╭─ ESTRATTO DEL TESTO

Un viaggio dentro se stesso. Nel proprio corpo, provato da una operazione per un carcinoma prostatico, rivelatasi inutile, nei sentimenti che riemergono improvvisi e prepotenti da una vecchia foto con l’immagine dell’unico latitante che gli è sfuggito: suo padre. In “Scritto sulla sabbia – L’ultima indagine di Gori Misticò” (Bompiani editore) Fausto Vitaliano continua a scavare nel suo personaggio, come se stesse eseguendo un esame endoscopico, fisico e psicologico. L’ex maresciallo dei carabinieri che, dopo una vita vissuta da infiltrato in operazioni antiterrorismo, si è ritirato a San Telesforo Jonico, in Calabria, nel paese della sua giovinezza, procede nel suo personale calvario, fatto di medicine, di un corpo che perde colpi, di dolori a volte insopportabili, ma anche della ricerca di un ricordo: suo padre e sua madre insieme con lui in una giornata ad una sorta di Disneyland in salsa calabra, l’unico vissuto da tutti e tre e documentato da una foto.

╰─

» ATTIVITÀ DA SVOLGERE:
**1.** Secondo l'estratto su Gori Misticò, in quale paese si è ritirato l'ex maresciallo dei carabinieri?
**2.** Elenca tutto ciò di cui, secondo l'estratto su Gori Misticò, è fatto il personale calvario del protagonista.
**3.** Riprendi l'estratto su Gori Misticò a partire dalla sua ultima frase.

╭─ DATI MOSTRATI

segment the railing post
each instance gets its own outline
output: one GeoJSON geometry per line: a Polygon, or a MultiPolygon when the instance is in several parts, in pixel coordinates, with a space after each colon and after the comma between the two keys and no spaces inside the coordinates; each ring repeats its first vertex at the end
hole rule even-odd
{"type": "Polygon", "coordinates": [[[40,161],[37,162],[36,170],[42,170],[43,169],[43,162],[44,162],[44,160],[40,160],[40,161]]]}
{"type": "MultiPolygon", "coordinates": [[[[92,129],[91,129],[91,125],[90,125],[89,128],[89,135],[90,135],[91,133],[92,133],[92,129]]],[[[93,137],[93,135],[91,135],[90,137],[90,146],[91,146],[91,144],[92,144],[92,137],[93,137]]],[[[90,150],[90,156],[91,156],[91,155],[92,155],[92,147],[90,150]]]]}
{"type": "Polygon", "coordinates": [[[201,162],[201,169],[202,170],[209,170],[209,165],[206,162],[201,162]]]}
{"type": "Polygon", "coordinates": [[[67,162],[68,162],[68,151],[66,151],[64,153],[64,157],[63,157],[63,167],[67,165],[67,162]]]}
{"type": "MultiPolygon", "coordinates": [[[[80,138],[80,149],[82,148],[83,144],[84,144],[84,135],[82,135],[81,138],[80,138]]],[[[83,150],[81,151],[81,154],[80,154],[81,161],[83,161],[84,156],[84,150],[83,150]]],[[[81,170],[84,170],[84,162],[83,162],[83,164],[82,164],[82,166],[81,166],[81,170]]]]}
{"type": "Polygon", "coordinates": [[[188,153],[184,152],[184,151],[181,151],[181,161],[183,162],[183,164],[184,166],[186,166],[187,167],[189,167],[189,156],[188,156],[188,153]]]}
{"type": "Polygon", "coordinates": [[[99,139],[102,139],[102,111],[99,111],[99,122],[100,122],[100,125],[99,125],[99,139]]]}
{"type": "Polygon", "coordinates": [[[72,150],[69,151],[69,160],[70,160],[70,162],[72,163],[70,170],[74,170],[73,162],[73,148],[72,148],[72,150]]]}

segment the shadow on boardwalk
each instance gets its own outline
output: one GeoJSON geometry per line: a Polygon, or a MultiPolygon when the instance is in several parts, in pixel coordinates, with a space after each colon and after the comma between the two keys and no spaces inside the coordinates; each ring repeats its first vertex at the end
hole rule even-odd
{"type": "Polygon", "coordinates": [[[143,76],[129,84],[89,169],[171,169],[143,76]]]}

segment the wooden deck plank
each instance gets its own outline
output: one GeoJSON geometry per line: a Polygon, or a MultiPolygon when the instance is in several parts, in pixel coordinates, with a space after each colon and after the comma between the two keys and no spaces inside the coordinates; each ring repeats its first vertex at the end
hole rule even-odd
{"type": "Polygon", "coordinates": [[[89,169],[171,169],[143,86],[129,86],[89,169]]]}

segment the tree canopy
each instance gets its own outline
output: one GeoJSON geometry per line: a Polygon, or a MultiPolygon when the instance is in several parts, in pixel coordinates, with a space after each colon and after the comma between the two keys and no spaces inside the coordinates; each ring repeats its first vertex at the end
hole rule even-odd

╰─

» RISPOSTE SCRITTE:
**1.** A San Telesforo Jonico, in Calabria.

**2.**
- medicine
- un corpo che perde colpi
- dolori a volte insopportabili
- la ricerca di un ricordo

**3.**
Misticò vorrebbe lasciarsi andare, smetterla di combattere una battaglia che sente persa, ma ci sono tasselli da mettere a posto, a cominciare dalla sua storia personale, per continuare con la vicenda di una donna anziana, trovata morta davanti alla porta della sua casa nel bosco della Papalùta. Quella stessa casa dove, quando lui era bambino, si diceva che abitasse una strega, che aveva rapito due bambini. Peccato che la donna ritrovata morta risultasse deceduta vent’anni prima. Un autentico rompicapo che sta facendo perdere il sonno (e la fidanzata, ma questa è un’altra storia nelle storie) al brigadiere Costantino suo ex sottoposto ed erede al comando della stazione. Un misterioso personaggio lo minaccia: un tardivo vendicatore dei gruppi terroristici in cui si era infiltrato tanti anni e tante vite fa? E poi c’è quell’invito a provare una specie di “volo dell’angelo”, una linea di volo su un cavo di acciaio teso dalle montagne al mare per 5 chilometri, che gli ha fatto una strana ragazza alla quale ha dato un passaggio in auto.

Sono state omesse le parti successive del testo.